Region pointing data
[Start of Attachment]

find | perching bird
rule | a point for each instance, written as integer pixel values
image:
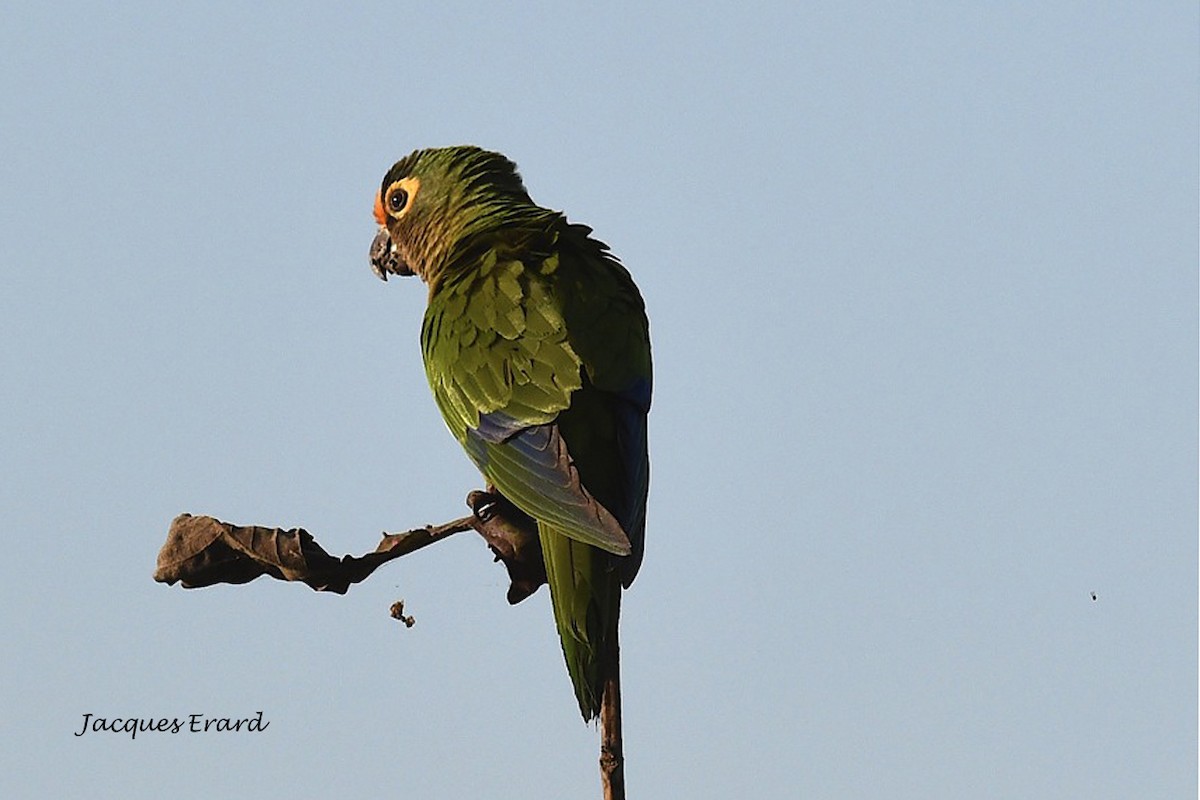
(537, 348)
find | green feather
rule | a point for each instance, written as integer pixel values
(537, 348)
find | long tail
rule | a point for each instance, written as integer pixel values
(585, 590)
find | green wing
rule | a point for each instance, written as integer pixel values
(539, 360)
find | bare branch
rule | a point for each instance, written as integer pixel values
(204, 551)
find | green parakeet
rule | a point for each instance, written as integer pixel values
(537, 348)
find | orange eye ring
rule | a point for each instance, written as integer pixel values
(396, 199)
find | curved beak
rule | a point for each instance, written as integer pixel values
(384, 258)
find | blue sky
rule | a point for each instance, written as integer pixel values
(923, 290)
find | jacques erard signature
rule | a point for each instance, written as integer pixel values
(190, 723)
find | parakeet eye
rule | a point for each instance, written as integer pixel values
(400, 196)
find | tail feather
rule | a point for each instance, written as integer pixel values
(585, 591)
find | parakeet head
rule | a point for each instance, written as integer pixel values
(433, 202)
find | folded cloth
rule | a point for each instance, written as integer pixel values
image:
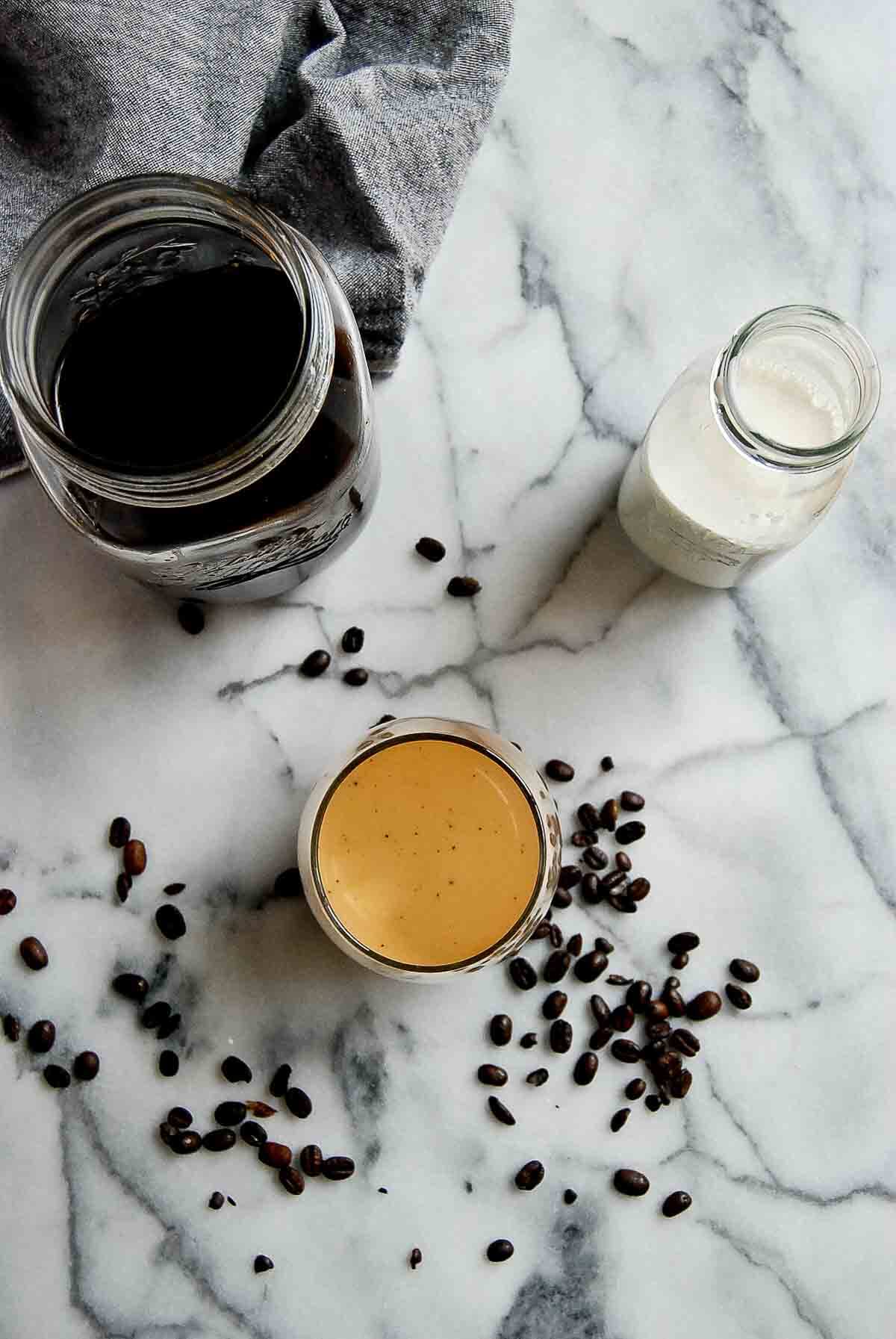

[End of Attachment]

> **Brief**: Scan the data above for the word "green" and report every line where it is found.

> **Written reply**:
find | green feather
find | green wing
find | green parakeet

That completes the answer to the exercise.